Start of Dataset

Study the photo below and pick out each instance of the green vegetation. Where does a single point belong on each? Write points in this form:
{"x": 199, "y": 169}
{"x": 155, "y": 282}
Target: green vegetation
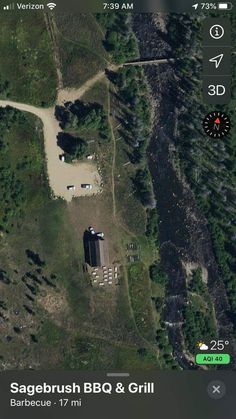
{"x": 88, "y": 120}
{"x": 152, "y": 225}
{"x": 27, "y": 72}
{"x": 81, "y": 47}
{"x": 136, "y": 125}
{"x": 157, "y": 275}
{"x": 141, "y": 302}
{"x": 208, "y": 165}
{"x": 198, "y": 314}
{"x": 119, "y": 41}
{"x": 143, "y": 186}
{"x": 15, "y": 171}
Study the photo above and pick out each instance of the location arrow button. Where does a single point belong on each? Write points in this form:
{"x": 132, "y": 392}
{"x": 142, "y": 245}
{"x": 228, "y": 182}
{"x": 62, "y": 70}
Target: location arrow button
{"x": 216, "y": 61}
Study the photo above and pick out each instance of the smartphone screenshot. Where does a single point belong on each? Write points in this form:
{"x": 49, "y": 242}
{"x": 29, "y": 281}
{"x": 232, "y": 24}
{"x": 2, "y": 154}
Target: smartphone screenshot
{"x": 117, "y": 209}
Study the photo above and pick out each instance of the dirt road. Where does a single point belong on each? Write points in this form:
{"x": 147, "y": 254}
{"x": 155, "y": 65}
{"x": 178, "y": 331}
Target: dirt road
{"x": 60, "y": 174}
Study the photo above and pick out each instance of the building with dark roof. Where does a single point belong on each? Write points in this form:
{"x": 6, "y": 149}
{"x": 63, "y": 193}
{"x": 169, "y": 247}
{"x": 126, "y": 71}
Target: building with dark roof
{"x": 96, "y": 251}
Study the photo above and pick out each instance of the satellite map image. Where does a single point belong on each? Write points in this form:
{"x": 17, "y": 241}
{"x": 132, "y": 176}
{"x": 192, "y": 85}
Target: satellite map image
{"x": 117, "y": 191}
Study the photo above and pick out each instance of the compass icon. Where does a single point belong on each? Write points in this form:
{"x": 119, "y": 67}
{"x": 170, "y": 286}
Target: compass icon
{"x": 216, "y": 124}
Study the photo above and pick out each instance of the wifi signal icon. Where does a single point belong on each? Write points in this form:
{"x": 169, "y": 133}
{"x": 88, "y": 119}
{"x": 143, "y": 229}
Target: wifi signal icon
{"x": 51, "y": 5}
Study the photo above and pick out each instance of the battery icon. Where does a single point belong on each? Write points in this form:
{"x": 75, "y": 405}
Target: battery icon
{"x": 225, "y": 6}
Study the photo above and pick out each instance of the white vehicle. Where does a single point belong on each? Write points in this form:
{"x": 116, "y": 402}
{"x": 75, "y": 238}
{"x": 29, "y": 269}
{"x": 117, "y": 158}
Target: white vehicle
{"x": 86, "y": 186}
{"x": 71, "y": 187}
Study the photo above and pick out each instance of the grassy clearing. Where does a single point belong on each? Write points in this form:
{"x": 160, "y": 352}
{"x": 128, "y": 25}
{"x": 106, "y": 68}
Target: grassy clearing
{"x": 27, "y": 72}
{"x": 49, "y": 299}
{"x": 139, "y": 285}
{"x": 81, "y": 48}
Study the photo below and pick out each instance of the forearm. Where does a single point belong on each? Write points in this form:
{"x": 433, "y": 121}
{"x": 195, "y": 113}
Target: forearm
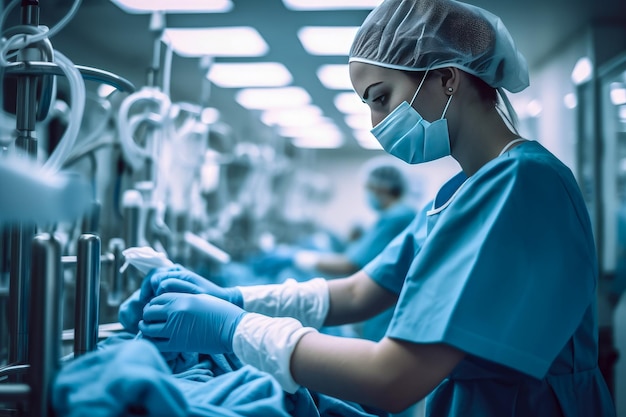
{"x": 307, "y": 301}
{"x": 355, "y": 299}
{"x": 390, "y": 375}
{"x": 335, "y": 264}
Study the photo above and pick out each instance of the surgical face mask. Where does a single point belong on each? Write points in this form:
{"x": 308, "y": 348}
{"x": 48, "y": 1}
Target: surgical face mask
{"x": 406, "y": 135}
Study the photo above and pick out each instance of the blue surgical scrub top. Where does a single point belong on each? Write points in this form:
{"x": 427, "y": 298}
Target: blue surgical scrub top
{"x": 507, "y": 273}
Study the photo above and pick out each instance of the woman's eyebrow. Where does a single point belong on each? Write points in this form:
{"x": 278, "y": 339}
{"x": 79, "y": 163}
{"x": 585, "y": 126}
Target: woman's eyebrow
{"x": 366, "y": 92}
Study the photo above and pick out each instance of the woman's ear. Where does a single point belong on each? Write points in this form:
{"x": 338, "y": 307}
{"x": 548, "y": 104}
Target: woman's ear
{"x": 449, "y": 79}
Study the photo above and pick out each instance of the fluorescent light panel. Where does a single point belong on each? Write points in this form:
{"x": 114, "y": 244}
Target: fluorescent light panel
{"x": 241, "y": 75}
{"x": 174, "y": 6}
{"x": 327, "y": 40}
{"x": 330, "y": 4}
{"x": 366, "y": 139}
{"x": 358, "y": 121}
{"x": 323, "y": 125}
{"x": 272, "y": 98}
{"x": 317, "y": 142}
{"x": 236, "y": 41}
{"x": 350, "y": 102}
{"x": 618, "y": 93}
{"x": 335, "y": 76}
{"x": 301, "y": 116}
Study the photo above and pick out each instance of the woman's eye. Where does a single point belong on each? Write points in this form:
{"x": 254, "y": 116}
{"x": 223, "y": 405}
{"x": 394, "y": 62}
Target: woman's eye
{"x": 382, "y": 99}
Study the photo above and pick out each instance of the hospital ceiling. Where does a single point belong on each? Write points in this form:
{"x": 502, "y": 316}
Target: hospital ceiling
{"x": 104, "y": 36}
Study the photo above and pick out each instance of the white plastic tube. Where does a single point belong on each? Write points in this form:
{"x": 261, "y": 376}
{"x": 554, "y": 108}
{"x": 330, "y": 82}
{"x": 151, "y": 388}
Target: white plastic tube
{"x": 77, "y": 106}
{"x": 127, "y": 124}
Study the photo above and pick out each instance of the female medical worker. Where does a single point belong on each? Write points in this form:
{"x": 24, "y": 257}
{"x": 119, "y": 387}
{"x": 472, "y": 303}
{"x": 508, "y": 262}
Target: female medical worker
{"x": 495, "y": 314}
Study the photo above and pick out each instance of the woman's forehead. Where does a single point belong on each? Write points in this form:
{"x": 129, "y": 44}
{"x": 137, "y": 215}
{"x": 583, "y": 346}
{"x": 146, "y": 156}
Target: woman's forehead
{"x": 363, "y": 75}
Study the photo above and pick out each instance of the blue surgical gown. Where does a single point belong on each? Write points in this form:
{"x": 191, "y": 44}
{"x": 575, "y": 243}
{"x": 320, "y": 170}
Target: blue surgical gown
{"x": 507, "y": 273}
{"x": 390, "y": 223}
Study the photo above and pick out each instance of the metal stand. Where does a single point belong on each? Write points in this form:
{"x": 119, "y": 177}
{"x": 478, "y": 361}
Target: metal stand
{"x": 35, "y": 281}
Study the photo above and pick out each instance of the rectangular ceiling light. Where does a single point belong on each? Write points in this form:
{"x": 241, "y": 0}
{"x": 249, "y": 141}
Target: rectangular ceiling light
{"x": 236, "y": 41}
{"x": 327, "y": 40}
{"x": 317, "y": 142}
{"x": 330, "y": 4}
{"x": 241, "y": 75}
{"x": 366, "y": 140}
{"x": 323, "y": 123}
{"x": 300, "y": 116}
{"x": 325, "y": 135}
{"x": 359, "y": 121}
{"x": 174, "y": 6}
{"x": 272, "y": 98}
{"x": 335, "y": 76}
{"x": 350, "y": 103}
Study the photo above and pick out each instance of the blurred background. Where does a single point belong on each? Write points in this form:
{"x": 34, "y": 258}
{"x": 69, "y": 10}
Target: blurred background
{"x": 221, "y": 134}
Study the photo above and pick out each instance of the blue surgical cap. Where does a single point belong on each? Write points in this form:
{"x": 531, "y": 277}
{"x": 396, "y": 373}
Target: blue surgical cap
{"x": 417, "y": 35}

End of Dataset

> [Requirements]: Beginning at the line that contains "of the female", retype each line of the listing up to and including the last one, exactly as it stands, and nothing else.

> [Exercise output]:
Study the photo above and pick out each instance of the female medical worker. Where does a single point belong on each? Write points in this form:
{"x": 24, "y": 257}
{"x": 119, "y": 387}
{"x": 472, "y": 303}
{"x": 508, "y": 262}
Target: female medical worker
{"x": 495, "y": 314}
Study the photo above and pick out each instance of the woman's forehead. Where does a single point belong on each? Write points in this form:
{"x": 129, "y": 44}
{"x": 137, "y": 215}
{"x": 583, "y": 346}
{"x": 146, "y": 156}
Target: woman's forehead
{"x": 363, "y": 75}
Study the photo above and pick out each instance of the blue surgical gown. Where does a single point belong on each? Write points in this form:
{"x": 191, "y": 44}
{"x": 575, "y": 243}
{"x": 320, "y": 170}
Target: blue surgical gown
{"x": 507, "y": 273}
{"x": 390, "y": 223}
Study the photo above and pick out each instance of the metal stand. Where does a single point belong on each? Write points in this form:
{"x": 119, "y": 177}
{"x": 478, "y": 361}
Target: metal stand
{"x": 35, "y": 281}
Study the photo above and pick out each instance of the rectangular ceiling light. Where does a single point belong on each? Write points in this form:
{"x": 241, "y": 0}
{"x": 249, "y": 141}
Target: rectangular ceiling light
{"x": 236, "y": 41}
{"x": 327, "y": 40}
{"x": 317, "y": 142}
{"x": 330, "y": 4}
{"x": 241, "y": 75}
{"x": 366, "y": 140}
{"x": 323, "y": 123}
{"x": 300, "y": 116}
{"x": 325, "y": 135}
{"x": 359, "y": 121}
{"x": 174, "y": 6}
{"x": 272, "y": 98}
{"x": 335, "y": 76}
{"x": 350, "y": 103}
Study the photo above and pick out each instance of the blurred background. Where does a single point belong on each? Write points in this form:
{"x": 34, "y": 258}
{"x": 69, "y": 10}
Target: blurred background
{"x": 221, "y": 134}
Study the photo above and pick out each instance of the blue surgical cap. Where does a single point belong on each? Write points in this form:
{"x": 531, "y": 277}
{"x": 396, "y": 373}
Target: blue surgical cap
{"x": 417, "y": 35}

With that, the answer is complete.